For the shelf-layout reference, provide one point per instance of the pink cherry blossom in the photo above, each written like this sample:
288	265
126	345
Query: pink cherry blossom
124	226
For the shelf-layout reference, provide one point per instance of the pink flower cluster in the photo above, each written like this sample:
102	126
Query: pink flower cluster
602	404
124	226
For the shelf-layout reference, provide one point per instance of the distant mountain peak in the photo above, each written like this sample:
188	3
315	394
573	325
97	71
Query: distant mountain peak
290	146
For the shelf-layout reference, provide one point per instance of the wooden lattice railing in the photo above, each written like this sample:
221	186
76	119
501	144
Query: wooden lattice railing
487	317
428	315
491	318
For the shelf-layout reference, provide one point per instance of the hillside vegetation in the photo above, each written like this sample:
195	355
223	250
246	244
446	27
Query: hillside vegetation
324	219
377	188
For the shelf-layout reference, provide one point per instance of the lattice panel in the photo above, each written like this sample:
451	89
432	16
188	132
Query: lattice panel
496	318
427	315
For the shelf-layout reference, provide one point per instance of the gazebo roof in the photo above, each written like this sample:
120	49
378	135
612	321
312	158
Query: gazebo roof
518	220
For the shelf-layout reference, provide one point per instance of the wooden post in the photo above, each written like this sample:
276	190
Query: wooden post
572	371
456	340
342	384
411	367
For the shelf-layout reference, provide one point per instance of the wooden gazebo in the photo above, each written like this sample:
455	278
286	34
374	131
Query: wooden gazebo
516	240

------------------------------------------------------------------------

* _INSTRUCTION_: Copy the whole listing above word for word, without changing anything.

* _REPLY TO THE TASK_:
For the shelf-layout reference, provide one point per instance of the pink cherry blossom in the photo above, each written like this sample:
288	265
126	345
Query: pink cherry blossom
124	226
For the shelf-layout reference, provide one point per instance of the pink flower cluster in the photo above, each written like this sample:
102	126
Query: pink flower cluster
602	404
124	226
For the shelf-layout reference, provide one point per instance of the distant mountain peak in the photo above, each written like this sample:
188	3
315	394
573	325
97	71
Query: distant mountain peak
290	146
For the shelf-layout reference, provide one point per instance of the wooden lattice railing in the photo above, each written like this sample:
221	186
76	119
501	144
Query: wooden lattice railing
487	317
428	315
491	318
For the shelf-layout reference, provide one point per instance of the hillside vegetation in the photo above, each written like this sample:
195	355
223	250
246	244
446	27
Query: hillside vegetation
324	219
377	188
For the shelf-layout reference, provide one point per instance of the lattice panel in the photo above, each written like this sample:
451	89
432	16
188	132
Query: lattice panel
496	318
427	315
For the shelf-layout reference, provide one point per instance of the gazebo roof in the photo above, each written like this sample:
120	49
378	135
612	321
312	158
Query: gazebo roof
518	220
For the shelf-layout reference, provide one point per instance of the wooden post in the photo above, each written like this sample:
276	190
Query: wooden post
572	371
456	340
342	384
411	367
For the shelf-layout reference, provide one point per instance of the wooden gazebo in the photo above, each written like this sample:
455	278
286	34
374	131
Query: wooden gazebo
516	240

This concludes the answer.